- [DIRECTIONS FOR THIS TASK]:
Write the records out again, keeping each line exactly as it is.

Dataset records
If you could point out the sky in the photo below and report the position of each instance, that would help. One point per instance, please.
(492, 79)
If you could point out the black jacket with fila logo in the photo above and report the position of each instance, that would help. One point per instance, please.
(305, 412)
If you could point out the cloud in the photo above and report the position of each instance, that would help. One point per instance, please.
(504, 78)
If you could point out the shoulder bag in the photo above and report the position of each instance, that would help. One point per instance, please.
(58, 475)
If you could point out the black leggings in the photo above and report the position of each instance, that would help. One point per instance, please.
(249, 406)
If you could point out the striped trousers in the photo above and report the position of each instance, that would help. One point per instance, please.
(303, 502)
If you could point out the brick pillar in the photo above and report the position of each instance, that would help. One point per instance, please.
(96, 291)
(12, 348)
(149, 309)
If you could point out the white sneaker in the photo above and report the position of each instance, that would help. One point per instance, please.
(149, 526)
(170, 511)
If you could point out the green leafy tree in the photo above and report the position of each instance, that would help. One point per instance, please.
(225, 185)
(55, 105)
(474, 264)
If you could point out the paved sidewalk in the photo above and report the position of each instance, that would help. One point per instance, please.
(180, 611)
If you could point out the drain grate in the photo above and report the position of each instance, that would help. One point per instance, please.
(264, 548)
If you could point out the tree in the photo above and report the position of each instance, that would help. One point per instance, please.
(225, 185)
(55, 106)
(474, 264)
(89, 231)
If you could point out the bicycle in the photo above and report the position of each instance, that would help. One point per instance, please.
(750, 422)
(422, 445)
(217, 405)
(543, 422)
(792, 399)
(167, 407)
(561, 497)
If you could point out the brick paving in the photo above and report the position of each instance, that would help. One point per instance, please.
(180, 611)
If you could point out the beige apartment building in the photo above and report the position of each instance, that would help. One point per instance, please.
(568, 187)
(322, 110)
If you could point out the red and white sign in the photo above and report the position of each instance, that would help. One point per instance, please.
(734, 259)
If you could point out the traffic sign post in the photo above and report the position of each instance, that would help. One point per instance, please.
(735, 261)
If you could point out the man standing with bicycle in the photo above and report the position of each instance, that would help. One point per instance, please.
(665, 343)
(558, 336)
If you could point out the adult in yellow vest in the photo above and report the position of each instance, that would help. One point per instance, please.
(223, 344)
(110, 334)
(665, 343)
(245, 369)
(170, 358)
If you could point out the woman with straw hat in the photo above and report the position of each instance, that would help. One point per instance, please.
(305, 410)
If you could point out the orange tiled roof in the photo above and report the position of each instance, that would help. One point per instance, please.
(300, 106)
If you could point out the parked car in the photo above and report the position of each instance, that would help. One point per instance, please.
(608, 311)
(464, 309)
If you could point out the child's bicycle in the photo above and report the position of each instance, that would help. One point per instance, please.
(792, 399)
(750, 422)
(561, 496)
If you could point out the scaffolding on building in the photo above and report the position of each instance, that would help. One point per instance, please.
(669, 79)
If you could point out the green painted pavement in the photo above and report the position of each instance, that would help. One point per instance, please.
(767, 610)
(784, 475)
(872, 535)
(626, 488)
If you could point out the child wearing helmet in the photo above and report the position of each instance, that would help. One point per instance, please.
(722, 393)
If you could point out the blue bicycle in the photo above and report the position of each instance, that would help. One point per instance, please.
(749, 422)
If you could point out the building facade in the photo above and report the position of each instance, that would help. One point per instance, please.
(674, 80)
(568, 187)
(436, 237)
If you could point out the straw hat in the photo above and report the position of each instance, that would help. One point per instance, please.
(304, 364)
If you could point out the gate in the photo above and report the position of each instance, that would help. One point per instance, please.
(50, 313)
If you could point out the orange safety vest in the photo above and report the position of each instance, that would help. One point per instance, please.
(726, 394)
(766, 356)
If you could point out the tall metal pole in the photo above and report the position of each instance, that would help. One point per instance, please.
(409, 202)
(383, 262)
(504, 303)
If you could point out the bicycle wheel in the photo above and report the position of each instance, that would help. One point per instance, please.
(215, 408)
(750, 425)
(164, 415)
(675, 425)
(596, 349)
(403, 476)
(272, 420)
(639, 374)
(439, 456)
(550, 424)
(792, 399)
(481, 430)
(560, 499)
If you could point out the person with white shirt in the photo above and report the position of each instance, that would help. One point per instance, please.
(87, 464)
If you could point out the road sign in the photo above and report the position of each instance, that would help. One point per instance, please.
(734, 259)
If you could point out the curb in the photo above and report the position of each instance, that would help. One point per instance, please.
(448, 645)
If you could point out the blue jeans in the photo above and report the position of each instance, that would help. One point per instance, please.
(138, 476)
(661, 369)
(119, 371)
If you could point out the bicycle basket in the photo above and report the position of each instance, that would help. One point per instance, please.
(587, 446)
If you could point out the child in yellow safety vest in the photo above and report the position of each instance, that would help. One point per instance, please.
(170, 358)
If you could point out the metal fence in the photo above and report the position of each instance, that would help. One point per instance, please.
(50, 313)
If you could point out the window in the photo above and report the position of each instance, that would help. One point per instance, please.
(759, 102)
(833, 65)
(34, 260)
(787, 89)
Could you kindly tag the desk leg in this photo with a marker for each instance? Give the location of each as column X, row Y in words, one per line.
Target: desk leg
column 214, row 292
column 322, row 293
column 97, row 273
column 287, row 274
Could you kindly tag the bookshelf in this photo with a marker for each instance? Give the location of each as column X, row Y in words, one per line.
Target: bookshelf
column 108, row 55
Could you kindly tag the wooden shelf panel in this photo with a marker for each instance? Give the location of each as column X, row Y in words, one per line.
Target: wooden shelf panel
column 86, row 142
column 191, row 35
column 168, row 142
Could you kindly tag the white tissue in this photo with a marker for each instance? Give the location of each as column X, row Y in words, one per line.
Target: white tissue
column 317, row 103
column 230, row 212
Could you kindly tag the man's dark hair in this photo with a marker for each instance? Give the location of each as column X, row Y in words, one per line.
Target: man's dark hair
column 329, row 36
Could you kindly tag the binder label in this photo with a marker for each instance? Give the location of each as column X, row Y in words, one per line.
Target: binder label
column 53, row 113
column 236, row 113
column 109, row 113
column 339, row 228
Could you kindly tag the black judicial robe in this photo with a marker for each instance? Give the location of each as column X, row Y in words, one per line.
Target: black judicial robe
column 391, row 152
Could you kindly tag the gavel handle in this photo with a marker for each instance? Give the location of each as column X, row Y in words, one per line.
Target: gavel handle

- [ANSWER BOX]:
If you could point out the sky in the photo below and report the position of each instance, that would help. One point per instance, please.
(492, 79)
If you could point out the black jacket with fila logo in the photo above and report the position of each instance, that would help. One point per instance, please.
(305, 412)
If you could point out the cloud in the photo above and report the position of each instance, that would help. One point per instance, please.
(504, 78)
If you could point out the shoulder bag in the photo above and report the position of each instance, that would help. One point per instance, please.
(58, 475)
If you could point out the black leggings in the photo above and report the position of each instance, that would help. One point per instance, please.
(249, 406)
If you could point out the striped trousers in the photo above and report the position of each instance, that would help. One point per instance, please.
(303, 502)
If you could point out the brick pillar in the photo above and report the position of each instance, that would help. One point per instance, please.
(96, 291)
(12, 348)
(149, 309)
If you could point out the white sneaker in the photo above and report the position of each instance, that would help. One point per instance, please.
(149, 526)
(170, 511)
If you could point out the green leafy tree in the photo above and report the position of each instance, that would help. One point per instance, please.
(225, 185)
(55, 105)
(474, 264)
If you could point out the paved sidewalk in the photo above and report the position of each instance, that would help. One point per instance, please.
(180, 611)
If you could point out the drain grate in the photo above and report the position of each instance, that would help. One point per instance, please.
(264, 548)
If you could point out the tree in the photo above and report the position of each instance, that would help. One point per instance, please.
(225, 185)
(55, 106)
(474, 264)
(89, 231)
If you could point out the bicycle in the photo above and report the position of each instance, that would help. One point per instance, please.
(750, 422)
(422, 445)
(217, 405)
(543, 422)
(792, 399)
(167, 407)
(561, 497)
If you could point out the brick paving in the photo above and report the position of each instance, that would help. One point per instance, please.
(180, 611)
If you could point out the beige apartment building in the photo above and report the position of each instance, that would help. One point per instance, please.
(568, 187)
(322, 110)
If you could point out the red and white sign in the photo above and report the position of each instance, that would help. One point per instance, please.
(734, 259)
If you could point out the traffic sign post in the photo above and report the position of each instance, that would help. One point per instance, please.
(735, 261)
If you could point out the man standing with bicycle in the photo above and report the position of each instance, that would help. One point per instance, please.
(665, 343)
(558, 336)
If you could point out the adult in yellow vest in the photo above and report the position of each instance, that would help. One point per instance, please.
(223, 344)
(110, 334)
(665, 343)
(245, 369)
(170, 358)
If you could point out the woman with straw hat in the photo above and report the position of each instance, that would help. One point per instance, please.
(305, 410)
If you could point out the orange tiled roof in the photo above and report the position of each instance, that would help. One point per instance, please.
(300, 106)
If you could point out the parked car in the photo above and report the position of each instance, that would help. One point per instance, please.
(608, 311)
(464, 309)
If you could point out the child's bicycle in the photo above and report the position of each instance, that would help. One point per instance, please.
(792, 399)
(750, 422)
(561, 496)
If you could point out the scaffolding on building in the photo above and report the position of each instance, that would help. One point per instance, please.
(669, 79)
If you could point out the green painted pavement in the photo above and report the position of each instance, that would help. One point per instance, please.
(767, 610)
(784, 475)
(872, 535)
(626, 488)
If you could point out the child wearing helmet in the photo above and report the position of each instance, that would help. One point per instance, please.
(722, 393)
If you could point out the blue bicycle in the photo above and report the position of each instance, that would help. One point per instance, please.
(749, 422)
If you could point out the building facade in the photo above and report the position of each instance, that would help. One point per instance, please.
(674, 80)
(568, 187)
(436, 237)
If you could point out the straw hat in the photo above and report the position of each instance, that would help. One point per instance, please.
(304, 364)
If you could point out the gate in the photo above and report the position of each instance, that would help. One point per instance, please.
(50, 313)
If you could point out the orange safety vest in the photo above and report the position of each instance, that would help. One point per instance, please.
(726, 394)
(766, 356)
If you could point out the tall metal pole in the photo above and report the position of each instance, that would help. One point per instance, please.
(409, 202)
(383, 262)
(504, 303)
If you could point out the bicycle wheel in the photo above and report the position of each instance, that would help. One point per instance, please.
(215, 408)
(750, 425)
(164, 415)
(675, 425)
(596, 349)
(403, 476)
(272, 420)
(639, 374)
(439, 456)
(550, 424)
(792, 399)
(481, 430)
(560, 499)
If you could point out the person with white shirt in the photo above and report the position of each instance, that would help. One point per instance, please.
(87, 464)
If you could point out the road sign in the photo above and report the position of each instance, that would help. One point per instance, please.
(734, 259)
If you could point out the curb in the photo above and report the position of each instance, that would help. One point per instance, please.
(448, 645)
If you could point out the blue jeans in the photo above and report the position of each instance, that would help. One point per instance, please.
(138, 476)
(661, 369)
(119, 371)
If you could point out the bicycle basket in the photo above and report the position of each instance, that would help. One point per instance, please.
(587, 446)
If you could point out the child in yellow safety vest in the photo above and report the position of each instance, that would help. One point per instance, please.
(170, 358)
If you could point out the metal fence in the photo above and report the position of each instance, that would help. One point per instance, please.
(50, 313)
If you could point out the window in the photo above and report the position of each instance, that would help. One point per instance, please.
(759, 102)
(833, 65)
(34, 260)
(787, 89)
Could you kindly tag the desk leg in this photo with a marker for each instance? Give the location of each as column X, row Y in words, one per line.
Target: desk leg
column 214, row 292
column 322, row 293
column 97, row 273
column 287, row 274
Could you kindly tag the bookshelf in this photo with a marker for each instance? Give the location of each as column X, row Y in words, one per line.
Target: bookshelf
column 108, row 55
Could you kindly tag the wooden shelf panel in this photo with a marker for each instance? Give the location of each as column X, row Y in words, one per line.
Target: wooden shelf panel
column 86, row 142
column 191, row 35
column 168, row 142
Could you kindly tag the white tissue in this photo with a marker for each instance? Give the location of each as column X, row Y in words, one per line.
Target: white tissue
column 317, row 103
column 230, row 212
Could you kindly tag the man's dark hair in this photo with a marker for each instance? Give the location of each as column X, row Y in words, one per line.
Target: man's dark hair
column 329, row 36
Could you kindly tag the binder label in this photo with a marker for each instance? Give the location of each as column X, row Y in words, one per line.
Target: binder label
column 53, row 113
column 236, row 113
column 109, row 113
column 339, row 228
Could you kindly tag the black judicial robe in this photo with a marker for each instance? Give the location of each as column X, row Y in words, one per line.
Target: black judicial robe
column 391, row 152
Could you kindly tag the gavel handle in this photo with a marker for each instance? Give the location of each as column X, row Y in words, one per line.
Target: gavel handle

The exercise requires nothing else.